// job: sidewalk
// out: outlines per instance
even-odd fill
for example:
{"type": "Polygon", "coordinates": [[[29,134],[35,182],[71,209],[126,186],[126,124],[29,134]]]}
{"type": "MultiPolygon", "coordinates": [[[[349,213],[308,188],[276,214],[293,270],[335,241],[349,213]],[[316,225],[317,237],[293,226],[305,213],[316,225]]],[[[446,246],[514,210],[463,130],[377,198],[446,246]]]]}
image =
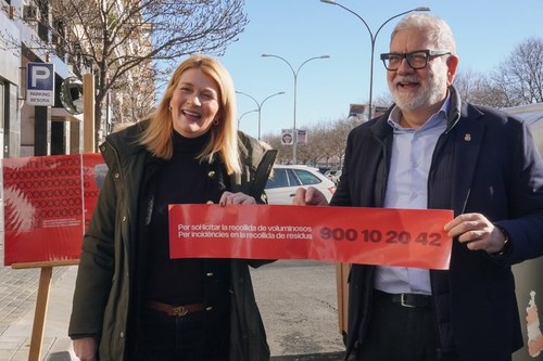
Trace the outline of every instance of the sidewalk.
{"type": "MultiPolygon", "coordinates": [[[[3,249],[0,252],[3,256],[3,249]]],[[[261,294],[262,298],[258,302],[262,304],[261,312],[268,331],[272,360],[343,360],[343,345],[337,334],[337,309],[332,305],[334,297],[332,289],[336,285],[329,282],[334,276],[333,268],[328,265],[277,263],[275,267],[253,272],[255,293],[261,294]],[[300,294],[306,299],[301,299],[300,306],[291,304],[298,304],[300,300],[300,295],[293,295],[291,288],[296,287],[295,282],[292,282],[293,285],[291,282],[286,285],[281,278],[292,276],[293,272],[296,273],[295,278],[301,276],[305,281],[307,275],[304,272],[313,273],[319,281],[324,281],[325,286],[314,285],[314,288],[298,286],[300,294]],[[270,279],[278,281],[278,284],[273,285],[270,279]],[[315,287],[318,287],[318,291],[315,287]],[[274,296],[270,297],[268,294],[274,296]],[[287,299],[288,297],[290,298],[287,299]]],[[[53,268],[41,360],[77,360],[67,337],[76,273],[76,266],[53,268]]],[[[0,269],[1,361],[28,360],[39,274],[39,269],[20,270],[9,267],[0,269]]]]}
{"type": "MultiPolygon", "coordinates": [[[[67,323],[72,309],[76,266],[53,268],[52,286],[46,314],[41,359],[72,360],[67,323]]],[[[0,270],[0,360],[27,361],[34,325],[40,269],[0,270]]],[[[73,358],[75,359],[75,356],[73,358]]]]}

• • • • •

Rename "sidewalk" to "road" everywhere it occurs in the rows above and reproduce every other line unchanged. Omit the pictures from your output.

// job: road
// out: outlines per instance
even-odd fill
for example:
{"type": "Polygon", "coordinates": [[[29,134],[35,182],[71,209],[126,186],[126,124],[29,134]]]}
{"type": "MultiPolygon", "coordinates": [[[[349,213],[308,188],[276,214],[293,270],[335,241],[349,213]],[[316,225],[317,237],[293,226],[305,213],[316,225]]],[[[446,246],[514,210],[463,130],[377,198],[446,246]]]]}
image =
Trace the outline of every instance of the road.
{"type": "MultiPolygon", "coordinates": [[[[3,249],[0,252],[3,256],[3,249]]],[[[261,294],[262,298],[258,302],[262,304],[261,312],[268,331],[272,360],[343,360],[343,345],[337,334],[337,309],[332,305],[334,297],[332,289],[336,285],[329,282],[334,276],[333,268],[328,265],[277,263],[275,267],[253,272],[255,293],[261,294]],[[300,294],[306,299],[301,299],[300,306],[291,304],[298,304],[300,300],[300,295],[293,295],[291,288],[296,287],[295,282],[292,282],[293,285],[291,282],[286,285],[281,278],[292,276],[293,272],[296,273],[295,278],[301,276],[305,281],[307,275],[304,272],[313,273],[319,281],[324,281],[325,286],[314,285],[314,288],[298,286],[300,294]],[[270,279],[278,281],[278,284],[273,285],[270,279]],[[315,287],[318,287],[318,291],[315,287]],[[274,296],[270,297],[268,294],[274,296]],[[287,299],[288,297],[290,298],[287,299]]],[[[53,268],[41,360],[77,360],[67,337],[76,273],[76,266],[53,268]]],[[[0,269],[1,361],[28,360],[39,274],[39,269],[20,270],[9,267],[0,269]]]]}
{"type": "MultiPolygon", "coordinates": [[[[67,323],[72,309],[76,266],[53,268],[52,286],[46,314],[41,359],[72,360],[67,323]]],[[[0,270],[0,360],[27,361],[34,325],[40,269],[0,270]]],[[[73,358],[75,359],[75,356],[73,358]]]]}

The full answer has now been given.